Sites / Services round table:

  • Lisa/FNAL: ntr
  • Kyle/OSG: ntr
  • Pavel/KIT: announce downtime April 25 for tape service from 6 to 10 UTC, writing and reading will not be available
  • Giovanni/CNAF: upgrade of tapes tomorrow from 5.30 to 13 UTC
  • Ronald/NLT1: ntr
  • Thomas/NDGF: observed some short (1 minute) network interruptions earlier today; network provider is escalating this with the vendor
  • Jhen-Wei/ASGC: LCG CEs will be removed
  • Rolf/IN2P3: prepared some statistics for short jobs as suggested by ATLAS
    • Since Friday 4pm: ATLAS submitted 46k jobs, with 43% short (less than 200 seconds); LHCb is even worse, 59k jobs with 90% of them short; ALICE also has a high fraction of short jobs, but has much fewer jobs altogether. It seems that many ATLAS and LHCb jobs are doing nothing.
    • [Alessandro: number of jobs seems ok, taking into account that IN2P3 has around 5k slots for ATLAS. Understand the concern about short jobs, but expect that at CERN the fraction may also be around 40%, this is because ATLAS sends more jobs than slots available. Would therefore separate two issues: first, is there anything that changed recently; second, we should in any case do dome optimizations, but this is not urgent if no significant change has been seen, and we should quote wall clock time efficiency rather than number of job efficiency. Please report to the T1 contact for ATLAS so sthat we can follow up offline.]
    • [Rolf: reminder, raised this last week because a peak was observed of short job fraction, around 60%. This was higher than in the past.]
  • Gonzalo/PIC: uploaded a couple of SIRs for file loss, already discussed some time ago
  • Tiju/RAL: ntr

  • Luca/Storage: will follow up the ATLAS alarm for Castor T0
  • Zbiszek/Databases: observed a problem last week with Streaming with last Oracle version, whenever there is a network glitch. Must restart the apply process on the target side, which is inconvenient. Working on the monitoring to make this more automatic.
    • This was observed again this morning around 7am. [Maarten: was there a network glitch? Elisa: SSB says there was a problem with the firewall, not yet resolved.]
    • [Andrea: is this a bug in Oracle? Zbiszek: they probably consider this a feature (judging from the reports from other users), but will follow it up in a Service Request.]
  • Jarka/Dashboard: about the issue discussed yesterday, we had not contacted Lyon last week; apologies for this, we'll make sure the communication is improved.

AOB: none

Wednesday

Attendance: local(Elisa, Luc, Luca C, Luca M, Maarten, Mike, Steve);remote(Burt, Giovanni, Gonzalo, Jhen-Wei, Oliver, Pavel, Rob, Rolf, Ronald, Thomas, Tiju).

» **MATERIAL PROVIDED**:

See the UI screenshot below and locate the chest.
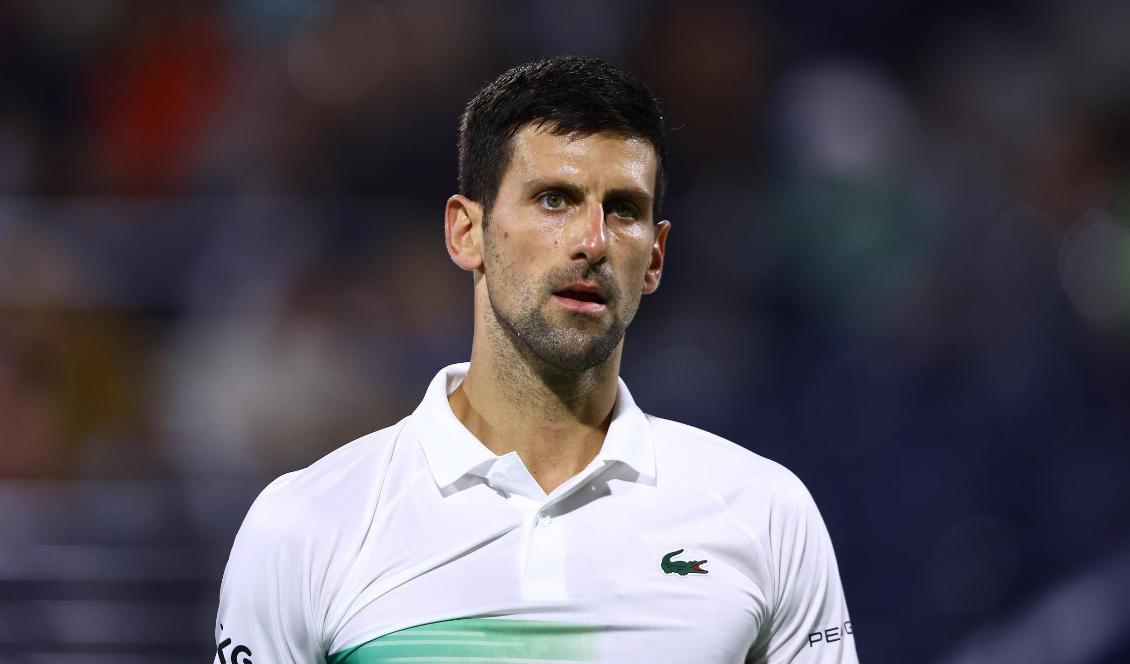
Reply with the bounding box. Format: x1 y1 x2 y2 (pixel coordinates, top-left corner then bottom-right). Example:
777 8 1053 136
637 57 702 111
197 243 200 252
329 487 772 664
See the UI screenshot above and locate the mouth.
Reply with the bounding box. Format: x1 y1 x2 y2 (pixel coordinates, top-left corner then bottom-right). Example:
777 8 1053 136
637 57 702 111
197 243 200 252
554 283 608 312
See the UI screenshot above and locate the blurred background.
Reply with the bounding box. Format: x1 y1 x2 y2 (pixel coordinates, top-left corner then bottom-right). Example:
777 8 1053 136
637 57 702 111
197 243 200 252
0 0 1130 664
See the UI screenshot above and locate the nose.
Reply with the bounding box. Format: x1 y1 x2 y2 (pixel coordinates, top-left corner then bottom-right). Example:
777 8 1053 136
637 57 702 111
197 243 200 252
570 203 608 264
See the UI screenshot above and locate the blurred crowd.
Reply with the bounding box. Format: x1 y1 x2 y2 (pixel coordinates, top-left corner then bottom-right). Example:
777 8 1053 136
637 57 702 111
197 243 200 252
0 0 1130 664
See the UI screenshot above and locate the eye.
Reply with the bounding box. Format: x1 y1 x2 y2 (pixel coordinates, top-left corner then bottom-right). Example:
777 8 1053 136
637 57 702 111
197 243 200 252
608 201 640 219
538 191 566 210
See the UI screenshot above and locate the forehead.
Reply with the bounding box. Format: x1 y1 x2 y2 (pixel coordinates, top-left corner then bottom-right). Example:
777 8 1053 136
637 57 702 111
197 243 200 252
503 125 657 195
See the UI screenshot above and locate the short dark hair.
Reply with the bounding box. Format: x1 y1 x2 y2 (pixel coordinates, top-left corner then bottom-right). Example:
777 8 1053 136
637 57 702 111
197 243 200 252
459 55 667 219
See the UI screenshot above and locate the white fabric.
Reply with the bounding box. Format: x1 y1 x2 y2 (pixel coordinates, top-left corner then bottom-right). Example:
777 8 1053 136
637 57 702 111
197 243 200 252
215 364 858 664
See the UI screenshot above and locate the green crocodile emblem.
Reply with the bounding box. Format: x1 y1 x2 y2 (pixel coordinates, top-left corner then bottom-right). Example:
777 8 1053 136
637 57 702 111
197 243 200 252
659 549 710 576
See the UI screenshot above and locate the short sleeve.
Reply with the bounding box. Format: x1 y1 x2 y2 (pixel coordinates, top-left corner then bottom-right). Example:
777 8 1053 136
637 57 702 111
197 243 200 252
214 488 325 664
746 478 859 664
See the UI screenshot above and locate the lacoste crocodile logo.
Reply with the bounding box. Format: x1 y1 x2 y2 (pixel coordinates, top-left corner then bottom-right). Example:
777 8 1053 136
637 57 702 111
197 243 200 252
659 549 710 576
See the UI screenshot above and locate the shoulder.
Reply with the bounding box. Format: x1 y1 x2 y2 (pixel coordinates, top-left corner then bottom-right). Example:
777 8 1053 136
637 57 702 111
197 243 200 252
240 418 407 547
647 416 808 500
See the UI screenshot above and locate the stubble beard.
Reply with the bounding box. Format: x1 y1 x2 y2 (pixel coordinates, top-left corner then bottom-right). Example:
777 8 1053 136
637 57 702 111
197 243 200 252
486 245 638 375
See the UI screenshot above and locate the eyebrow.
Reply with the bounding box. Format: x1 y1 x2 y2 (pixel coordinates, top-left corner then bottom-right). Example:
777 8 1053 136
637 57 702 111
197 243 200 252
525 178 652 212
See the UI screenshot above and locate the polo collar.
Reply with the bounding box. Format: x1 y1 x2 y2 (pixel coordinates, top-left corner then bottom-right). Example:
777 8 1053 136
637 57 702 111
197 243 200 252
412 362 655 488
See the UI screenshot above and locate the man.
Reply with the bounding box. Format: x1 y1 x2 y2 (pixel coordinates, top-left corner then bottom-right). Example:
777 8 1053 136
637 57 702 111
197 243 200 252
216 58 857 664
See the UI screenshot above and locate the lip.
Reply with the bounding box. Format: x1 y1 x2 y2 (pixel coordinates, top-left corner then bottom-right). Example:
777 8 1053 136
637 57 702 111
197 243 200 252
554 288 608 314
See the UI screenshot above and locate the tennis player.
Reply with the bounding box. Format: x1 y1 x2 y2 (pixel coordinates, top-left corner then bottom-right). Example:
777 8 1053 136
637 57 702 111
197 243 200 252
215 56 857 664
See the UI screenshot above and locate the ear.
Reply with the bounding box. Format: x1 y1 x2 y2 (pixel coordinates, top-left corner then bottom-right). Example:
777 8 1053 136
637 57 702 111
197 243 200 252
643 219 671 295
443 194 483 271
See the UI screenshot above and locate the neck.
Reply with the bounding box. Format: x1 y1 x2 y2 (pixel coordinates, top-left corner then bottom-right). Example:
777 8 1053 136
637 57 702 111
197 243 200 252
447 311 623 493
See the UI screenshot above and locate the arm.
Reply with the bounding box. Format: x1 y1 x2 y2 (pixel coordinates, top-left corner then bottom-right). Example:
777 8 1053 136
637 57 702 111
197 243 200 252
214 488 325 664
746 478 859 664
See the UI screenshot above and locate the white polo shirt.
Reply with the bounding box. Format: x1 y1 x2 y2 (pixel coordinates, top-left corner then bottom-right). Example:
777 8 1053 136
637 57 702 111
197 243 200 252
215 364 858 664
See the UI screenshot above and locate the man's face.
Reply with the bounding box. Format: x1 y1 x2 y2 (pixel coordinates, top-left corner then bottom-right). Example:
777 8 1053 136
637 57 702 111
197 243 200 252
483 125 669 372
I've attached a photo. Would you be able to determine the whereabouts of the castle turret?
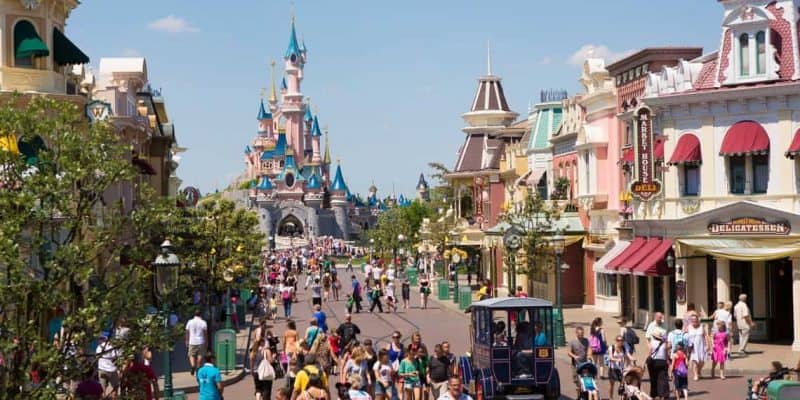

» **TO-DO LIST**:
1. Using the round-table notes, decide whether each statement agrees with them, answering yes or no and quoting the deciding words. (a) KIT's tape service downtime on April 25 runs from 6 to 10 UTC. (b) Of the jobs LHCb submitted since Friday, 43% were short. (c) Each network interruption NDGF observed lasted about ten minutes.
2. Extend the round-table notes by writing the part that comes after their final line.

» **REPLIES**:
1.
(a) Yes: "announce downtime April 25 for tape service from 6 to 10 UTC"
(b) No: "LHCb is even worse, 59k jobs with 90% of them short"
(c) No: "observed some short (1 minute) network interruptions earlier today"

2.
Experiments round table:

  • ATLAS reports -
    • T0/Central Services
      • ALARM ticket GGUS:81352: Problem in retrieving RAW data from CASTOR/T0ATLAS. Fixed very rapidly.
        • Luca M: was an alarm ticket justified for that disk server?
        • Maarten/Luc: such disk servers are critical for the ATLAS data taking workflow, viz. for merging files before they go to tape
        • Luca M: what if all its data were lost?
        • Maarten/Luc: copies are kept online until the data is known to be on tape; however, an unavailable disk server with unprocessed data leads to a backlog that may become quite annoying, so the fate of that machine should be decided ASAP
      • ATLAS Central Catalog: Load balancing choosing always 1 machine. GGUS:81308. Idle for the moment.
    • T1s/CalibrationT2s
      • FR-Tier1 pilots issue. Experts working. Investigating communication with panda server & Interplay between long & very long queues.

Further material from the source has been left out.